**PROBLEM DETAILS**. What is needed is an exact copy of the line that contains "# label each instance of the sepia" and of all later lines to the end of the records below, with no other lines.

◇ ◇ ◇ ◇

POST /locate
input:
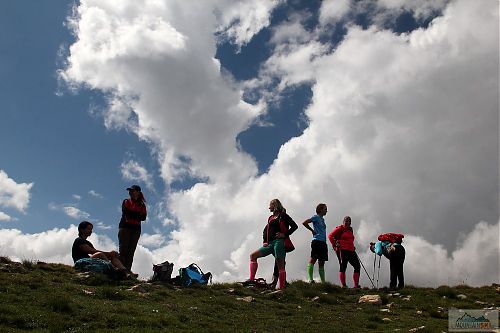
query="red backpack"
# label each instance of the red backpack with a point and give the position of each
(391, 238)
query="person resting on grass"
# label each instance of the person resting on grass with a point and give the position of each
(83, 250)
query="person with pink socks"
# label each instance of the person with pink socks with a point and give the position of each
(342, 239)
(279, 227)
(319, 250)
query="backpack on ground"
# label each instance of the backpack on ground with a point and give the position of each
(391, 238)
(193, 275)
(96, 265)
(163, 272)
(257, 283)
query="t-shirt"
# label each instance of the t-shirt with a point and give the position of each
(319, 227)
(76, 252)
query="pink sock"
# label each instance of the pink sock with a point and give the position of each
(282, 278)
(253, 269)
(355, 277)
(342, 278)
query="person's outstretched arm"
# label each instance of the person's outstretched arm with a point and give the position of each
(308, 227)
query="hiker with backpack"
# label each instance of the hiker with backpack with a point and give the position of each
(319, 249)
(276, 233)
(390, 246)
(86, 255)
(133, 212)
(342, 239)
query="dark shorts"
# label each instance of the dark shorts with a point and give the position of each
(319, 250)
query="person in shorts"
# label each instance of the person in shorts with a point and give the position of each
(274, 240)
(319, 248)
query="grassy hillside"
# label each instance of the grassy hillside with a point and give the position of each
(43, 297)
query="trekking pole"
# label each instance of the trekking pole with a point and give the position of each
(378, 274)
(374, 260)
(368, 275)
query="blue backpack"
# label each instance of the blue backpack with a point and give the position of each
(95, 265)
(193, 275)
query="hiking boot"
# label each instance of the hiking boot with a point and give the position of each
(248, 282)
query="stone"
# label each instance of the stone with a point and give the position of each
(370, 299)
(138, 289)
(247, 299)
(88, 292)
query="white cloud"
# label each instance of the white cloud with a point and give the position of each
(71, 211)
(133, 171)
(420, 8)
(14, 195)
(102, 226)
(49, 246)
(75, 213)
(241, 20)
(333, 10)
(152, 241)
(403, 135)
(4, 217)
(95, 194)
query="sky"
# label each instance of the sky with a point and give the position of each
(385, 110)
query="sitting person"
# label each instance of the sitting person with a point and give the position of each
(395, 252)
(83, 250)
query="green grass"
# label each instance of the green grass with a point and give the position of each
(41, 297)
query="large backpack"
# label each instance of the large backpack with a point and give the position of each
(163, 271)
(96, 265)
(391, 238)
(193, 275)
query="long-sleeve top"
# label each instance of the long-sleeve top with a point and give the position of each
(344, 236)
(133, 212)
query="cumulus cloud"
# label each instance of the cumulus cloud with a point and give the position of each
(71, 211)
(133, 171)
(4, 217)
(402, 134)
(333, 10)
(152, 241)
(95, 194)
(240, 20)
(49, 246)
(14, 195)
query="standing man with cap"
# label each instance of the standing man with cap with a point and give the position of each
(133, 212)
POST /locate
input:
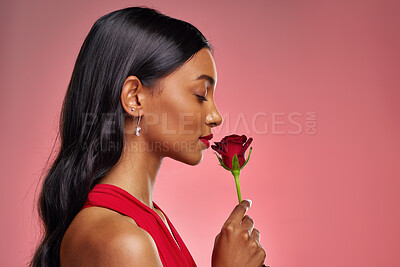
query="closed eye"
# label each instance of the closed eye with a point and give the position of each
(202, 97)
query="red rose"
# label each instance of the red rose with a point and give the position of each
(232, 145)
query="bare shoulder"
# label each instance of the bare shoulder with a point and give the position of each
(102, 237)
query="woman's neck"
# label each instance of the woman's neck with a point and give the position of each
(136, 173)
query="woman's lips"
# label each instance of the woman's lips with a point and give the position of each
(205, 139)
(206, 142)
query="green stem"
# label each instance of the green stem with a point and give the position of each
(236, 174)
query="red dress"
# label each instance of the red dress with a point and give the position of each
(117, 199)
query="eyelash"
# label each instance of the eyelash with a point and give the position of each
(202, 98)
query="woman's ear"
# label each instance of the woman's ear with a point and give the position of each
(132, 95)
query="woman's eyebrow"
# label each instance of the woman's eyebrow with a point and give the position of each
(206, 77)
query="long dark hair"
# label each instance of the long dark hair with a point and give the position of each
(136, 41)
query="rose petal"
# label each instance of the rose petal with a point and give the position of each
(218, 150)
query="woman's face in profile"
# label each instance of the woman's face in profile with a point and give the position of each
(184, 110)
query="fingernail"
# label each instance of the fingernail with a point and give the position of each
(249, 201)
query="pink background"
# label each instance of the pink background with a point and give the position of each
(328, 198)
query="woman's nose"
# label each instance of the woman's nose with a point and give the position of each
(214, 118)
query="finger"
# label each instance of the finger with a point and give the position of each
(256, 234)
(248, 223)
(238, 212)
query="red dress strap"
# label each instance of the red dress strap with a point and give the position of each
(117, 199)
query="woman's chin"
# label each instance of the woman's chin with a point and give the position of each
(191, 159)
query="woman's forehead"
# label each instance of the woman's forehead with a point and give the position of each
(200, 68)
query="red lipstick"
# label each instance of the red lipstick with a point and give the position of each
(205, 139)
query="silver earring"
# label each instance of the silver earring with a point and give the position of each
(137, 129)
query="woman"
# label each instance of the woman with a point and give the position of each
(137, 73)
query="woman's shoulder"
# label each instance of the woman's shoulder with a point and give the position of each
(102, 237)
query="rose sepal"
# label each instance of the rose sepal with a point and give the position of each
(248, 157)
(222, 163)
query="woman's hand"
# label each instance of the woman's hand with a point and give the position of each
(238, 243)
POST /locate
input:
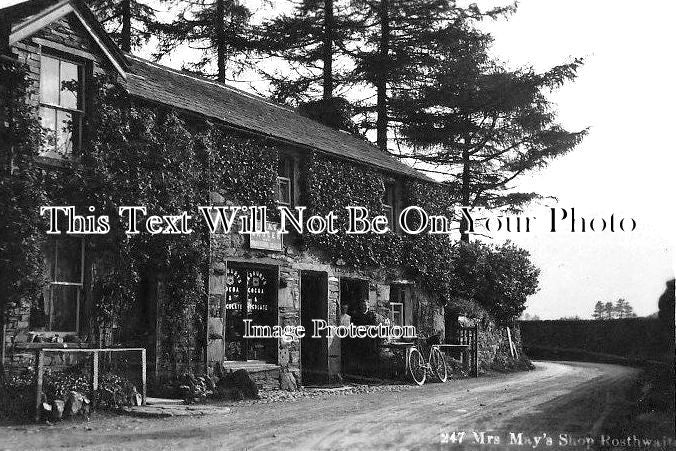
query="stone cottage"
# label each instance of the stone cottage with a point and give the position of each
(272, 279)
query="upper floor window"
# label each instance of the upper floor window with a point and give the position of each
(285, 181)
(389, 204)
(397, 313)
(61, 105)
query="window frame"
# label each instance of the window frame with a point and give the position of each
(83, 69)
(389, 202)
(393, 312)
(53, 282)
(289, 162)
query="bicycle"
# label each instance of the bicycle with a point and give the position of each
(418, 368)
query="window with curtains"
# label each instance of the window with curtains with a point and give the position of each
(389, 204)
(61, 105)
(285, 181)
(62, 295)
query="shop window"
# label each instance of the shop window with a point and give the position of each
(397, 313)
(62, 296)
(250, 294)
(285, 181)
(61, 106)
(400, 305)
(389, 204)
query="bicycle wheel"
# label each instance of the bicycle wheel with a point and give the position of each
(438, 364)
(416, 366)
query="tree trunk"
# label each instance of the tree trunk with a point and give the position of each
(328, 50)
(220, 39)
(3, 375)
(125, 35)
(381, 83)
(464, 225)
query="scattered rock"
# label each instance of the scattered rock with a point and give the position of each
(58, 406)
(237, 385)
(287, 381)
(74, 403)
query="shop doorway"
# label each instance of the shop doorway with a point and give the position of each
(352, 293)
(250, 294)
(314, 305)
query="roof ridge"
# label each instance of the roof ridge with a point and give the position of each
(211, 82)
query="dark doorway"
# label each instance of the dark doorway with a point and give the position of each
(352, 293)
(314, 305)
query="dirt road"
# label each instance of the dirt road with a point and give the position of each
(563, 397)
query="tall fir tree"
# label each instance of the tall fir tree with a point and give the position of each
(219, 29)
(397, 41)
(483, 125)
(128, 21)
(311, 39)
(609, 310)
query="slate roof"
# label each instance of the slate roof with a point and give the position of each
(252, 113)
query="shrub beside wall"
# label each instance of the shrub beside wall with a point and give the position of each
(632, 338)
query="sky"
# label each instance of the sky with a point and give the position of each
(625, 94)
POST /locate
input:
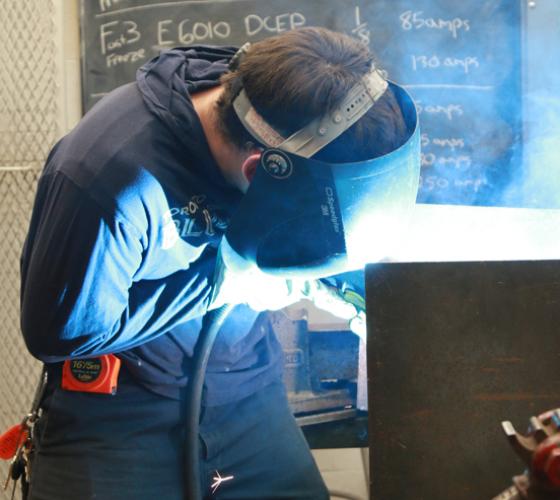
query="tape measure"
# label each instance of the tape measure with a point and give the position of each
(91, 375)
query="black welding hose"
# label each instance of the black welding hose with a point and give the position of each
(211, 324)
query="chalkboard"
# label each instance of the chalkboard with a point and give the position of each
(460, 59)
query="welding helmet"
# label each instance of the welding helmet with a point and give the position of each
(307, 218)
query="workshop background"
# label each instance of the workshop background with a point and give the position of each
(40, 101)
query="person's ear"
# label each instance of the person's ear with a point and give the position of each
(249, 166)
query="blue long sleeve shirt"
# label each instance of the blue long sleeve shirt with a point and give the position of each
(129, 212)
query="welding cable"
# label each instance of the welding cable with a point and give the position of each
(211, 324)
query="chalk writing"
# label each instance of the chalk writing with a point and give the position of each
(461, 162)
(187, 32)
(435, 182)
(450, 111)
(415, 21)
(447, 142)
(361, 30)
(434, 62)
(254, 24)
(129, 57)
(116, 34)
(107, 4)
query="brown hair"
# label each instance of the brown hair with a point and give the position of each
(300, 75)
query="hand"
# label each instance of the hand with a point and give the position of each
(344, 304)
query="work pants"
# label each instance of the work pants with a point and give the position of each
(130, 447)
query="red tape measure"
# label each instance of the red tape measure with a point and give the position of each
(91, 375)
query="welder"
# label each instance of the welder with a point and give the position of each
(121, 263)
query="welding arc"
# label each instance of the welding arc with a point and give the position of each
(211, 324)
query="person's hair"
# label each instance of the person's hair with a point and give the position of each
(293, 78)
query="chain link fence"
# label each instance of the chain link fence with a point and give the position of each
(28, 129)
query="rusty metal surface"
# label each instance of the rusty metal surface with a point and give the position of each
(454, 349)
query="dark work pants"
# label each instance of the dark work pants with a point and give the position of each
(130, 446)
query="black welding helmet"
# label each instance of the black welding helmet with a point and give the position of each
(307, 218)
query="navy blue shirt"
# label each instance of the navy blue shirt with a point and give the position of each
(119, 258)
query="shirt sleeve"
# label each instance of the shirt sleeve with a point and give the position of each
(79, 296)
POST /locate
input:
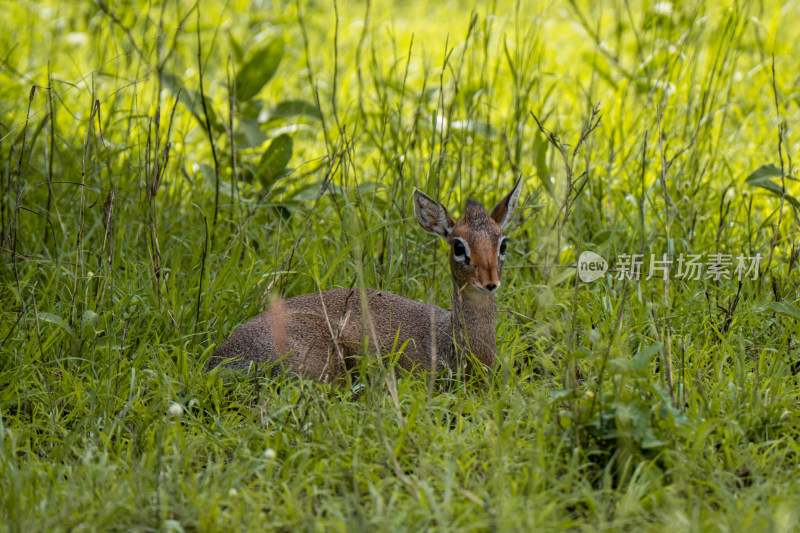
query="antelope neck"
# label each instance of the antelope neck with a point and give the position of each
(473, 324)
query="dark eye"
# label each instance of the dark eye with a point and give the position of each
(460, 251)
(503, 245)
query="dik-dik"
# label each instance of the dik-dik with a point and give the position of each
(320, 335)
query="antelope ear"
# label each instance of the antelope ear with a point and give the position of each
(503, 212)
(432, 215)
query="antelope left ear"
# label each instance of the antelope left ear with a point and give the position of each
(503, 212)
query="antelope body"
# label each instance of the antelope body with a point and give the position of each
(320, 335)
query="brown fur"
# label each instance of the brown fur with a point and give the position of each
(320, 335)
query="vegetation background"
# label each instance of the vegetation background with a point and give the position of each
(168, 167)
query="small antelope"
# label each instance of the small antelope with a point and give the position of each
(319, 335)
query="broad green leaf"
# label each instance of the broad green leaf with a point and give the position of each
(259, 69)
(274, 160)
(55, 319)
(765, 171)
(783, 309)
(762, 177)
(292, 108)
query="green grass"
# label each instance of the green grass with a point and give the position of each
(137, 233)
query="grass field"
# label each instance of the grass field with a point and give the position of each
(168, 168)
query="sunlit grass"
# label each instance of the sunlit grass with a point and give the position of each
(135, 239)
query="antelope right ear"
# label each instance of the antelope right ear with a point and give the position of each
(432, 216)
(503, 212)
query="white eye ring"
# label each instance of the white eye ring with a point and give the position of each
(501, 253)
(464, 258)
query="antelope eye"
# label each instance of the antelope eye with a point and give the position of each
(460, 251)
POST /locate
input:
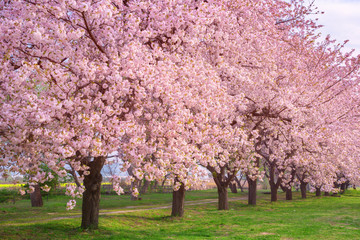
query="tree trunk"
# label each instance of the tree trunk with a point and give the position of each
(233, 188)
(36, 198)
(288, 194)
(239, 184)
(223, 203)
(178, 202)
(303, 189)
(133, 185)
(252, 184)
(273, 189)
(91, 196)
(145, 187)
(318, 192)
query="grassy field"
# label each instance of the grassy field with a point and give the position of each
(312, 218)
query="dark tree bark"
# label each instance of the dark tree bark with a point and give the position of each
(145, 187)
(178, 202)
(233, 188)
(252, 190)
(288, 194)
(223, 203)
(303, 189)
(134, 184)
(274, 185)
(91, 196)
(36, 198)
(318, 192)
(222, 181)
(238, 181)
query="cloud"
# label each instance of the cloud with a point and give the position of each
(341, 20)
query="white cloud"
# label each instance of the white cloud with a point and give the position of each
(341, 20)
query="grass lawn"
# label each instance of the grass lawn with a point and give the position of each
(312, 218)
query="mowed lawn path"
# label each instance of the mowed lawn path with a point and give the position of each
(312, 218)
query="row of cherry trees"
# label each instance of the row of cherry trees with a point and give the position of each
(173, 85)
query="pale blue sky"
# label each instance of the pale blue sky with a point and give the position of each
(341, 20)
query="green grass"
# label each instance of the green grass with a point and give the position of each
(312, 218)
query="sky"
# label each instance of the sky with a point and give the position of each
(341, 20)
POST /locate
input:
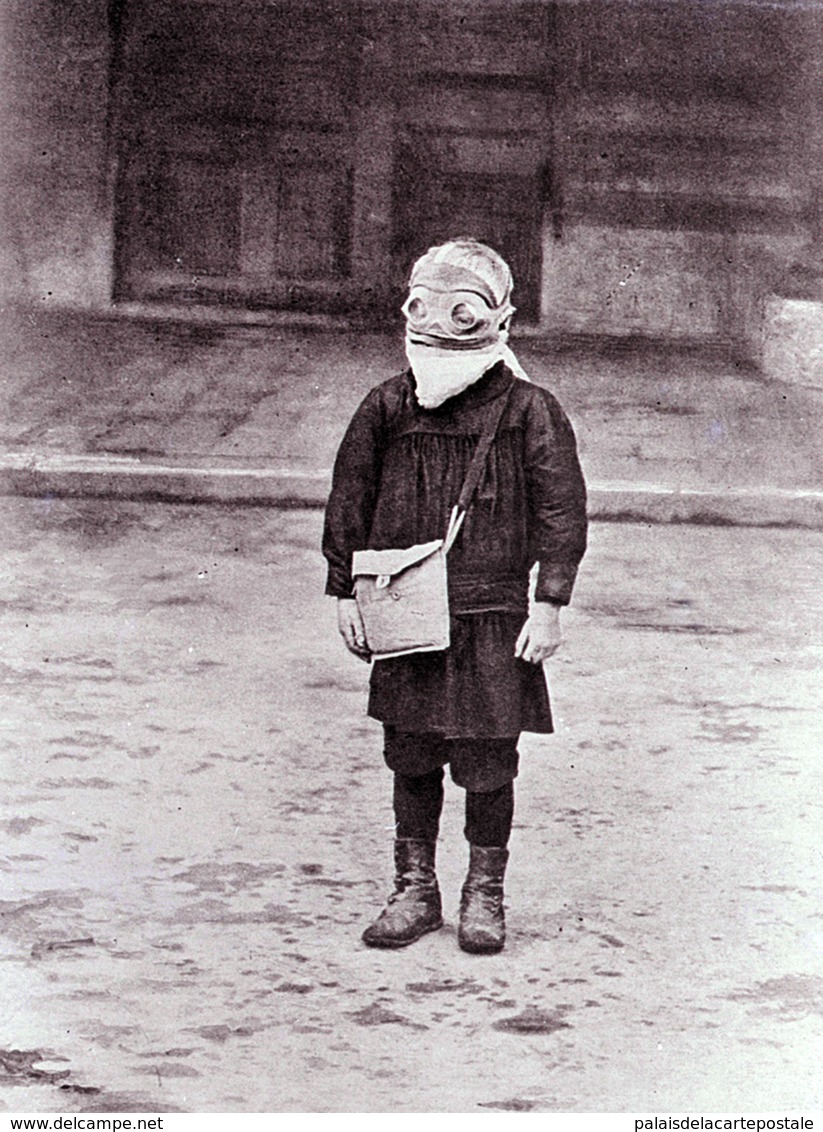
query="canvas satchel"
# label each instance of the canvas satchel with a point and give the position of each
(403, 594)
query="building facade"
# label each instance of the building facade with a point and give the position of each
(648, 166)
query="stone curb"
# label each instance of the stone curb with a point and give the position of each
(209, 481)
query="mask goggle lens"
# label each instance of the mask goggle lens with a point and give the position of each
(446, 312)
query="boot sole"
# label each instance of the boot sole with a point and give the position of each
(394, 944)
(479, 949)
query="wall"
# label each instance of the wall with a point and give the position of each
(54, 177)
(676, 144)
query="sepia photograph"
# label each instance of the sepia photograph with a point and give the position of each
(411, 602)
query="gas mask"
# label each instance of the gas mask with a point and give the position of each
(456, 329)
(453, 308)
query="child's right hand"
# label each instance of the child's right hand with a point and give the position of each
(351, 628)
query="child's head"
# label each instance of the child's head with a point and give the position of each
(459, 296)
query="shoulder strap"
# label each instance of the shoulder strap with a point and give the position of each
(476, 469)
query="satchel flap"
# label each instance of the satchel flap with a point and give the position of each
(391, 563)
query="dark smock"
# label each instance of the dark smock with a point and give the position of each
(397, 474)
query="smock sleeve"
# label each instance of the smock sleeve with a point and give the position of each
(557, 499)
(351, 502)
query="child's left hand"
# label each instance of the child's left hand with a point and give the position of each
(540, 637)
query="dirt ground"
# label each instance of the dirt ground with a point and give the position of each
(196, 826)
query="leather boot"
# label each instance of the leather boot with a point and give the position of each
(414, 907)
(482, 922)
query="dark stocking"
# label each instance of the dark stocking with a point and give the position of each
(418, 802)
(488, 816)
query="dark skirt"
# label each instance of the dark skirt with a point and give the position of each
(477, 688)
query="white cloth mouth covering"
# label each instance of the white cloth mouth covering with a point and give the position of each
(443, 374)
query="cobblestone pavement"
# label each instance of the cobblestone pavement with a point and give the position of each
(196, 826)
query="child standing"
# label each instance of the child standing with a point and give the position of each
(397, 474)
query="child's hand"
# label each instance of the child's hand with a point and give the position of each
(540, 636)
(351, 628)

◇ ◇ ◇ ◇

**OUTPUT OF THE EXERCISE**.
# label each instance of the sepia photograph with a point and give the position of each
(411, 602)
query="gas mask"
# label each instance of the gas mask with a point and give the position of each
(456, 329)
(453, 308)
query="child's right hand"
# label each instance of the child's right hand with a point and give the position of each
(351, 628)
query="child's head"
# label each instance of the child's head with a point and give the position of each
(459, 296)
query="shoulder strap"
# label each instance of the shoulder strap with a point and give the position of each
(476, 469)
query="satchel flap"
# label each instance of the satchel flap with a point and give the position of each
(391, 563)
query="dark smock"
# label each instance of the dark smock with a point and give the position of each
(397, 474)
query="smock sleeve"
# label each instance of the smock sleeve with a point and give the position of each
(557, 499)
(351, 502)
query="child's left hand"
# label each instance of the child's left hand with a point and give the position of each
(540, 637)
query="dirt ground"
# label each instance of the dirt ground with a point and give the position of each
(196, 826)
query="leather boot"
# label each instance of the leather boot with a point and give the position of each
(414, 907)
(482, 922)
query="dark stocking"
# label each instance of the dark stocking with a point and give the position of each
(418, 802)
(488, 816)
query="dark skirt"
# label each instance of the dark skirt with a point and give the position of each
(477, 688)
query="white cloth mouth covering"
# label each instance of the white cloth mouth covering with a point and give the position of each
(443, 374)
query="cobblestone pavement"
# label each instance of the cobblestone pavement with a point and give the position of each
(196, 826)
query="child standing"
# label each instance of the child standing with a point and give the position of each
(397, 474)
query="child's hand"
# label each instance of the child's hand with a point and give the position of each
(540, 636)
(351, 628)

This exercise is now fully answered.